[Saved data entries]
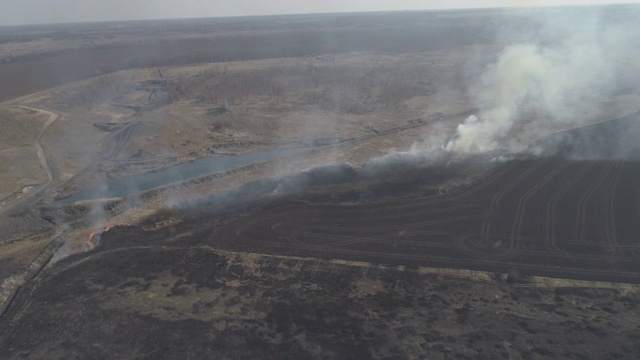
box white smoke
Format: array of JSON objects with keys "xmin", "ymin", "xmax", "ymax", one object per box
[{"xmin": 445, "ymin": 7, "xmax": 639, "ymax": 154}]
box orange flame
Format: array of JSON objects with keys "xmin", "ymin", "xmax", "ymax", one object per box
[{"xmin": 85, "ymin": 223, "xmax": 129, "ymax": 249}]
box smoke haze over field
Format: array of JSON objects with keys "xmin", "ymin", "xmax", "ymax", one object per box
[
  {"xmin": 1, "ymin": 0, "xmax": 639, "ymax": 25},
  {"xmin": 444, "ymin": 7, "xmax": 640, "ymax": 154}
]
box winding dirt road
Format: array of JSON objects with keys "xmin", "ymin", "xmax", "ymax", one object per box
[
  {"xmin": 27, "ymin": 106, "xmax": 56, "ymax": 187},
  {"xmin": 0, "ymin": 106, "xmax": 58, "ymax": 215}
]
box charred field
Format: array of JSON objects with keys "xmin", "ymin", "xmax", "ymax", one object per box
[
  {"xmin": 139, "ymin": 110, "xmax": 640, "ymax": 284},
  {"xmin": 3, "ymin": 111, "xmax": 640, "ymax": 359},
  {"xmin": 2, "ymin": 4, "xmax": 640, "ymax": 360}
]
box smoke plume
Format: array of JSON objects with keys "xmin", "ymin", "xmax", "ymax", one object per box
[{"xmin": 445, "ymin": 6, "xmax": 640, "ymax": 154}]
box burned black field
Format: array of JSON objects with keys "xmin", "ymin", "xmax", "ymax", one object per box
[
  {"xmin": 208, "ymin": 111, "xmax": 640, "ymax": 283},
  {"xmin": 3, "ymin": 245, "xmax": 640, "ymax": 359},
  {"xmin": 2, "ymin": 112, "xmax": 640, "ymax": 359}
]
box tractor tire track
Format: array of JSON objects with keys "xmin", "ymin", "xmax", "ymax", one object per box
[
  {"xmin": 510, "ymin": 158, "xmax": 572, "ymax": 252},
  {"xmin": 481, "ymin": 157, "xmax": 552, "ymax": 243}
]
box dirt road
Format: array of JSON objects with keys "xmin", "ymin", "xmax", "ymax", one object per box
[
  {"xmin": 0, "ymin": 106, "xmax": 58, "ymax": 215},
  {"xmin": 29, "ymin": 107, "xmax": 56, "ymax": 187}
]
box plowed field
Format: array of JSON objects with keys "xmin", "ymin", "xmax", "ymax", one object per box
[{"xmin": 208, "ymin": 111, "xmax": 640, "ymax": 283}]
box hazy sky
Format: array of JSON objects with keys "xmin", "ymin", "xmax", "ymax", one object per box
[{"xmin": 1, "ymin": 0, "xmax": 639, "ymax": 26}]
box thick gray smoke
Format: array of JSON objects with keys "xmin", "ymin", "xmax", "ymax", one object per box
[{"xmin": 445, "ymin": 6, "xmax": 640, "ymax": 154}]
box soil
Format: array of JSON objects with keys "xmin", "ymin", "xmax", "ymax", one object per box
[
  {"xmin": 2, "ymin": 6, "xmax": 640, "ymax": 359},
  {"xmin": 2, "ymin": 239, "xmax": 639, "ymax": 360},
  {"xmin": 3, "ymin": 112, "xmax": 640, "ymax": 359}
]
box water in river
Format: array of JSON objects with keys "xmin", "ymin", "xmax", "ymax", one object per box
[{"xmin": 56, "ymin": 147, "xmax": 309, "ymax": 204}]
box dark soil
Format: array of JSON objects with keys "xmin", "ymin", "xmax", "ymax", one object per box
[
  {"xmin": 2, "ymin": 244, "xmax": 639, "ymax": 360},
  {"xmin": 2, "ymin": 109, "xmax": 640, "ymax": 360}
]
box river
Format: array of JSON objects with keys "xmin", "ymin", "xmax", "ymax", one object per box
[{"xmin": 56, "ymin": 147, "xmax": 309, "ymax": 204}]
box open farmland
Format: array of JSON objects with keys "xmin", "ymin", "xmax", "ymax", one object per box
[
  {"xmin": 3, "ymin": 112, "xmax": 640, "ymax": 359},
  {"xmin": 1, "ymin": 5, "xmax": 640, "ymax": 360},
  {"xmin": 200, "ymin": 111, "xmax": 640, "ymax": 283},
  {"xmin": 0, "ymin": 12, "xmax": 494, "ymax": 103}
]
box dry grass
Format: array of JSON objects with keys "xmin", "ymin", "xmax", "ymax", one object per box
[{"xmin": 0, "ymin": 108, "xmax": 47, "ymax": 200}]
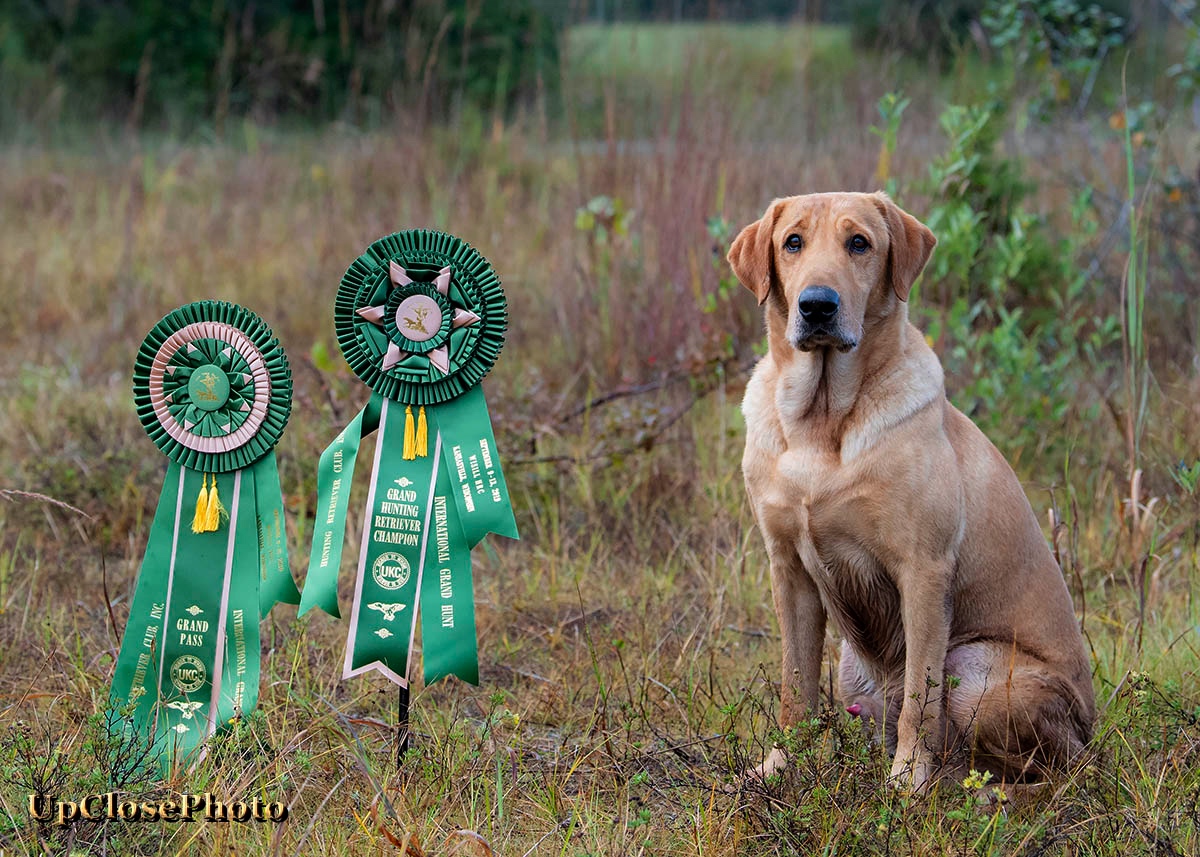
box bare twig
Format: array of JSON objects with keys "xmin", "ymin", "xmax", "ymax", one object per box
[
  {"xmin": 558, "ymin": 370, "xmax": 695, "ymax": 422},
  {"xmin": 510, "ymin": 354, "xmax": 756, "ymax": 466},
  {"xmin": 0, "ymin": 489, "xmax": 92, "ymax": 520},
  {"xmin": 511, "ymin": 406, "xmax": 691, "ymax": 466},
  {"xmin": 100, "ymin": 553, "xmax": 122, "ymax": 649}
]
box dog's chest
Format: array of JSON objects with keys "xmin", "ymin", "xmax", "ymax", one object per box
[
  {"xmin": 760, "ymin": 445, "xmax": 871, "ymax": 573},
  {"xmin": 759, "ymin": 444, "xmax": 904, "ymax": 666}
]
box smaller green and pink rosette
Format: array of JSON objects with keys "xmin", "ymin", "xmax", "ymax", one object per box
[{"xmin": 113, "ymin": 301, "xmax": 298, "ymax": 770}]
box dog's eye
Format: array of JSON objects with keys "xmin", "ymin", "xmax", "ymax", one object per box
[
  {"xmin": 784, "ymin": 234, "xmax": 803, "ymax": 253},
  {"xmin": 847, "ymin": 234, "xmax": 870, "ymax": 255}
]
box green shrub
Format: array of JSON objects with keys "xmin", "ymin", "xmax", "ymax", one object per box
[
  {"xmin": 983, "ymin": 0, "xmax": 1131, "ymax": 116},
  {"xmin": 840, "ymin": 0, "xmax": 989, "ymax": 58},
  {"xmin": 840, "ymin": 0, "xmax": 1131, "ymax": 65},
  {"xmin": 880, "ymin": 86, "xmax": 1122, "ymax": 461}
]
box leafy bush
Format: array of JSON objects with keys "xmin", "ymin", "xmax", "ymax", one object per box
[
  {"xmin": 840, "ymin": 0, "xmax": 990, "ymax": 57},
  {"xmin": 884, "ymin": 88, "xmax": 1121, "ymax": 460},
  {"xmin": 983, "ymin": 0, "xmax": 1131, "ymax": 116},
  {"xmin": 840, "ymin": 0, "xmax": 1131, "ymax": 63}
]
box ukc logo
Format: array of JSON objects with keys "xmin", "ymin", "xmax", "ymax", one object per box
[
  {"xmin": 169, "ymin": 654, "xmax": 206, "ymax": 694},
  {"xmin": 371, "ymin": 552, "xmax": 411, "ymax": 590}
]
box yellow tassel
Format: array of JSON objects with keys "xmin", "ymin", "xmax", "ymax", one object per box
[
  {"xmin": 191, "ymin": 474, "xmax": 210, "ymax": 534},
  {"xmin": 205, "ymin": 474, "xmax": 225, "ymax": 532},
  {"xmin": 415, "ymin": 406, "xmax": 428, "ymax": 457},
  {"xmin": 403, "ymin": 406, "xmax": 416, "ymax": 461}
]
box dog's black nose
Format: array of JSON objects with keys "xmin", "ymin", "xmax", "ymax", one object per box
[{"xmin": 798, "ymin": 286, "xmax": 840, "ymax": 322}]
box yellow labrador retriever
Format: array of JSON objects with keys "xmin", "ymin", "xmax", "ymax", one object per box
[{"xmin": 729, "ymin": 191, "xmax": 1094, "ymax": 790}]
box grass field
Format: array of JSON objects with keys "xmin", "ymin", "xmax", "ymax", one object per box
[
  {"xmin": 1, "ymin": 18, "xmax": 1199, "ymax": 857},
  {"xmin": 567, "ymin": 21, "xmax": 853, "ymax": 85}
]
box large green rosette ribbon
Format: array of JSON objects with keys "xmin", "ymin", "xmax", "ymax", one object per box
[
  {"xmin": 301, "ymin": 230, "xmax": 518, "ymax": 689},
  {"xmin": 112, "ymin": 301, "xmax": 298, "ymax": 769}
]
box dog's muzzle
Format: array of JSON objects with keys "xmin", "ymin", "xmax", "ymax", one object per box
[{"xmin": 793, "ymin": 286, "xmax": 857, "ymax": 352}]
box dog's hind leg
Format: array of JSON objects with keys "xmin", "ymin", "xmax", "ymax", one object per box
[{"xmin": 943, "ymin": 642, "xmax": 1092, "ymax": 782}]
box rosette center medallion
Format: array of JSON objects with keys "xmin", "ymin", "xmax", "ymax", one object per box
[{"xmin": 187, "ymin": 364, "xmax": 231, "ymax": 411}]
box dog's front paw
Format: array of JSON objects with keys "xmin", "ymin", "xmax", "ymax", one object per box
[
  {"xmin": 888, "ymin": 751, "xmax": 936, "ymax": 794},
  {"xmin": 725, "ymin": 745, "xmax": 788, "ymax": 793},
  {"xmin": 749, "ymin": 745, "xmax": 788, "ymax": 781}
]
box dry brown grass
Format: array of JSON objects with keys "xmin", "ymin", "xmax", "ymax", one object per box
[{"xmin": 0, "ymin": 23, "xmax": 1198, "ymax": 855}]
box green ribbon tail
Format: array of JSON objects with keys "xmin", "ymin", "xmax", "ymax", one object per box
[
  {"xmin": 419, "ymin": 447, "xmax": 479, "ymax": 686},
  {"xmin": 430, "ymin": 384, "xmax": 519, "ymax": 546},
  {"xmin": 110, "ymin": 461, "xmax": 184, "ymax": 756},
  {"xmin": 110, "ymin": 465, "xmax": 262, "ymax": 771},
  {"xmin": 301, "ymin": 393, "xmax": 383, "ymax": 618},
  {"xmin": 214, "ymin": 469, "xmax": 262, "ymax": 734},
  {"xmin": 254, "ymin": 452, "xmax": 298, "ymax": 618},
  {"xmin": 344, "ymin": 398, "xmax": 434, "ymax": 685},
  {"xmin": 340, "ymin": 387, "xmax": 512, "ymax": 688}
]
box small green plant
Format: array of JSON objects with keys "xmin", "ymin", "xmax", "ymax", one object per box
[
  {"xmin": 703, "ymin": 215, "xmax": 737, "ymax": 308},
  {"xmin": 1119, "ymin": 93, "xmax": 1152, "ymax": 471},
  {"xmin": 924, "ymin": 99, "xmax": 1029, "ymax": 274},
  {"xmin": 0, "ymin": 528, "xmax": 16, "ymax": 613},
  {"xmin": 1172, "ymin": 460, "xmax": 1200, "ymax": 495},
  {"xmin": 870, "ymin": 91, "xmax": 911, "ymax": 193},
  {"xmin": 574, "ymin": 195, "xmax": 631, "ymax": 245}
]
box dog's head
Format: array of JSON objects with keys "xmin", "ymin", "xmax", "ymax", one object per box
[{"xmin": 727, "ymin": 192, "xmax": 935, "ymax": 353}]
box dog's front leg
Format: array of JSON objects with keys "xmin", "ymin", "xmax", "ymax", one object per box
[
  {"xmin": 890, "ymin": 559, "xmax": 953, "ymax": 792},
  {"xmin": 751, "ymin": 543, "xmax": 825, "ymax": 779},
  {"xmin": 773, "ymin": 556, "xmax": 825, "ymax": 726}
]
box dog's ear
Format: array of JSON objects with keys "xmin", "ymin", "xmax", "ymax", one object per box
[
  {"xmin": 727, "ymin": 200, "xmax": 784, "ymax": 306},
  {"xmin": 873, "ymin": 192, "xmax": 936, "ymax": 302}
]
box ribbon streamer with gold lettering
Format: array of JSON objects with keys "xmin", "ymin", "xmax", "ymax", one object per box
[
  {"xmin": 301, "ymin": 230, "xmax": 518, "ymax": 689},
  {"xmin": 112, "ymin": 301, "xmax": 298, "ymax": 769}
]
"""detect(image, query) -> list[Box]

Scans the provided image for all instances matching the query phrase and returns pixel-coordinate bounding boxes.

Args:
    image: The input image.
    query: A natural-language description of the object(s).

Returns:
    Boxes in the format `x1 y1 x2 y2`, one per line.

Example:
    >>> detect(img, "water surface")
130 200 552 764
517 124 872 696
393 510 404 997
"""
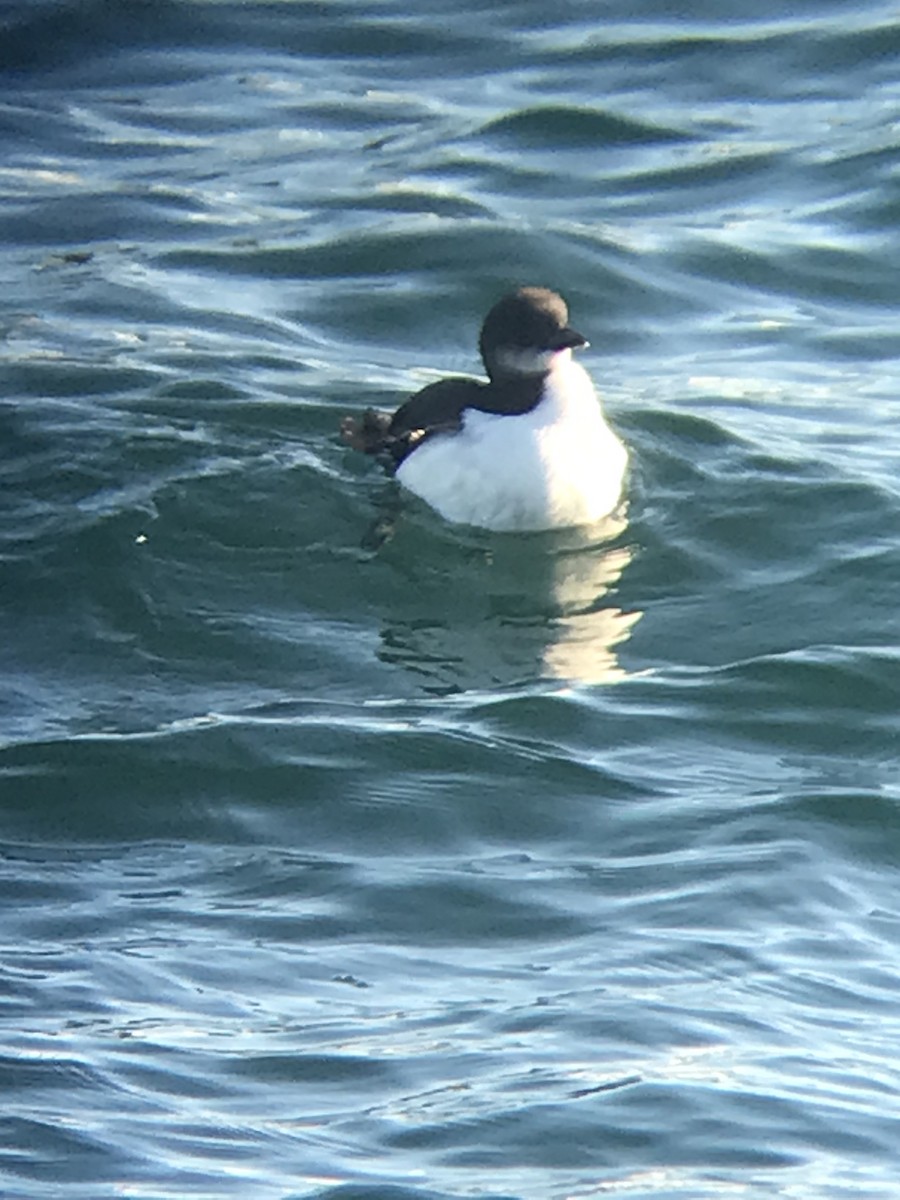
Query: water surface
2 1 900 1197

## [Description of the task]
Output only the lines from the one that contains "query: A natural-language" to the end of the entries above, both end lines included, and drop the pictures.

## [Result below]
    query: A natural-language description of the object(s).

Returns:
    Boxes in the format `x1 y1 x2 y2`, one per line.

Example:
    >>> detect(img, "water surface")
130 200 552 764
517 124 872 696
393 510 404 997
"""
Query: water surface
2 1 900 1197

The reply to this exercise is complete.